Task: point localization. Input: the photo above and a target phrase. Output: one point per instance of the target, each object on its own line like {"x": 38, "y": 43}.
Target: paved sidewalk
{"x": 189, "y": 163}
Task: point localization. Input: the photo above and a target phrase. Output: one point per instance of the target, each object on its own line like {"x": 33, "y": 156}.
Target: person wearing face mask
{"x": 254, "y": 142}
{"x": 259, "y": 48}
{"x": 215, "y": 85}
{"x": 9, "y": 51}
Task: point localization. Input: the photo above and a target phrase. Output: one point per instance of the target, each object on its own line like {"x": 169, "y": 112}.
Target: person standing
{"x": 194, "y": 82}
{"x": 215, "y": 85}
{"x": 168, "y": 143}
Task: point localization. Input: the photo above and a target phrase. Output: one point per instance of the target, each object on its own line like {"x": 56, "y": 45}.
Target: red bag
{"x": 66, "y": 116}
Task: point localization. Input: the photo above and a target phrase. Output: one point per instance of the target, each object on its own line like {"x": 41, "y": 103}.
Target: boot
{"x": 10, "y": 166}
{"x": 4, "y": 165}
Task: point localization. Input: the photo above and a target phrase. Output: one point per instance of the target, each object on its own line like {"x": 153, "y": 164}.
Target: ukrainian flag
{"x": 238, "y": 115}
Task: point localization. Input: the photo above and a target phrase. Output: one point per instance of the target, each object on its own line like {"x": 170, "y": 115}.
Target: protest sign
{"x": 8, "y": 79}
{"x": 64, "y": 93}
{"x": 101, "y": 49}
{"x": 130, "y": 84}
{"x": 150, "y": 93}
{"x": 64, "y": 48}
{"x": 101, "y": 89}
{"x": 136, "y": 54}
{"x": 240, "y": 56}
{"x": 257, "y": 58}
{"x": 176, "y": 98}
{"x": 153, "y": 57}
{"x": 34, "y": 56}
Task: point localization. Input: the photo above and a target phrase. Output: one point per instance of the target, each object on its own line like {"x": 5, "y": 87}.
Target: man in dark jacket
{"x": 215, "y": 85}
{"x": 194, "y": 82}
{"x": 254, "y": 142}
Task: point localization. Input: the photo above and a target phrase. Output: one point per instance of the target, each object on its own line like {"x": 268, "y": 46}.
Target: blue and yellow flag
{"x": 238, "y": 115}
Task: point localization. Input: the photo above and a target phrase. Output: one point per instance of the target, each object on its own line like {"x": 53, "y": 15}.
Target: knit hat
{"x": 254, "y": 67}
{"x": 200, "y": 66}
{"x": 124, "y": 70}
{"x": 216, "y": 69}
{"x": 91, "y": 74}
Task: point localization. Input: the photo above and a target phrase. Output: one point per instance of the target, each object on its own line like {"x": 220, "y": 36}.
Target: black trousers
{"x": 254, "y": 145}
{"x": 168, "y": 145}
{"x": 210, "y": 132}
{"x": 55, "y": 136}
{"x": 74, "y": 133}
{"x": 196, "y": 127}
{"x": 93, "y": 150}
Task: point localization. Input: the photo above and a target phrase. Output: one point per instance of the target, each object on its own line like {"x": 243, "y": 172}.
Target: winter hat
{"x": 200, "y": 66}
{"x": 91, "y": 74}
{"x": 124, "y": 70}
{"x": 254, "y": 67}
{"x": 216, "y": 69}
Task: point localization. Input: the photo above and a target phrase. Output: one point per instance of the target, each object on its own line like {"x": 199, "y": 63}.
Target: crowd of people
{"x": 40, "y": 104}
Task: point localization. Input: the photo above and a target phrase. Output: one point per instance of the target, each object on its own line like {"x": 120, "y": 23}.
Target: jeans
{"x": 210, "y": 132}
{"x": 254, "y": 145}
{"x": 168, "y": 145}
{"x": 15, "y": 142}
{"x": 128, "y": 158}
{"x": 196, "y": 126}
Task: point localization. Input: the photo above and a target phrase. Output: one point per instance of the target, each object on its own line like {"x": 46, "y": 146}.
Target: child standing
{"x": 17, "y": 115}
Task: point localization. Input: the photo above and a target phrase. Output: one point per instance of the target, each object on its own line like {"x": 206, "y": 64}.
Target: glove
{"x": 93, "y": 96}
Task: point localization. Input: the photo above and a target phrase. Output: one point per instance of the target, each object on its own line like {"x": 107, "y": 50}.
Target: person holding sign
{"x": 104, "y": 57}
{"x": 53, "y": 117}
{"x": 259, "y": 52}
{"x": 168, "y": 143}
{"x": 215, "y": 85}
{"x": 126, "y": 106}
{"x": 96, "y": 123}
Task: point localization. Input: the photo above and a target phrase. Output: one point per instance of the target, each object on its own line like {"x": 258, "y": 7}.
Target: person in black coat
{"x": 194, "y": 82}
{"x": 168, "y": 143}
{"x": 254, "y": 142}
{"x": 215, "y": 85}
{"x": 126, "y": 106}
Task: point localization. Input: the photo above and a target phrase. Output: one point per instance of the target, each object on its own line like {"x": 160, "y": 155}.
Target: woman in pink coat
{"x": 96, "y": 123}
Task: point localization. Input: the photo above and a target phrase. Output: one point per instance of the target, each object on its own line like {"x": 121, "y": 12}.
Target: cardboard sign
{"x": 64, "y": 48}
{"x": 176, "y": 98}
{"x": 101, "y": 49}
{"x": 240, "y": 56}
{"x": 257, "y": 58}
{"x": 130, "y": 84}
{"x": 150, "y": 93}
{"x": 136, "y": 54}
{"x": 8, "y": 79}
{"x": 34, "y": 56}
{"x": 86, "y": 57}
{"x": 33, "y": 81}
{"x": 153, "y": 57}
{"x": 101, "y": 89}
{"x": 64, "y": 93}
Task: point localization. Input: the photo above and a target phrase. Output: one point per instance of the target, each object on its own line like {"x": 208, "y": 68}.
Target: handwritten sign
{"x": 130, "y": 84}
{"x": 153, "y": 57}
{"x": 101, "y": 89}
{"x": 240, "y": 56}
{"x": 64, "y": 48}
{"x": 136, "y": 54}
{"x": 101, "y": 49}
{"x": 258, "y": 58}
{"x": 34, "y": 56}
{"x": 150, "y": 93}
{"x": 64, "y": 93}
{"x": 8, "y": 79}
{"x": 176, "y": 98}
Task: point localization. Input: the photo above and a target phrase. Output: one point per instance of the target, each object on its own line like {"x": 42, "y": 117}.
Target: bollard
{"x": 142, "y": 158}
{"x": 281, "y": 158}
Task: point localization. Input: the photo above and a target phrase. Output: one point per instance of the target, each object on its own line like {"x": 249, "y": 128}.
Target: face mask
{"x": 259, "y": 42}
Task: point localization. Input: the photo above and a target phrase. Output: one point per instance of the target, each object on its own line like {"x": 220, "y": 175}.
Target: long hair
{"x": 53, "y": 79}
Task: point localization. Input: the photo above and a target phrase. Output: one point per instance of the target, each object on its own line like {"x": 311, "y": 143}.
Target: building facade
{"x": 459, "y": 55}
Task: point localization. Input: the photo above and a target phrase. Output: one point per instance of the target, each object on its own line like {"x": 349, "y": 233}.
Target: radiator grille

_ _ _ _ _

Do this →
Report every line of the entries above that contains the word "sign", copying each such line in full.

Solution below →
Target: protest sign
Target: person holding sign
Target: cardboard sign
Target: handwritten sign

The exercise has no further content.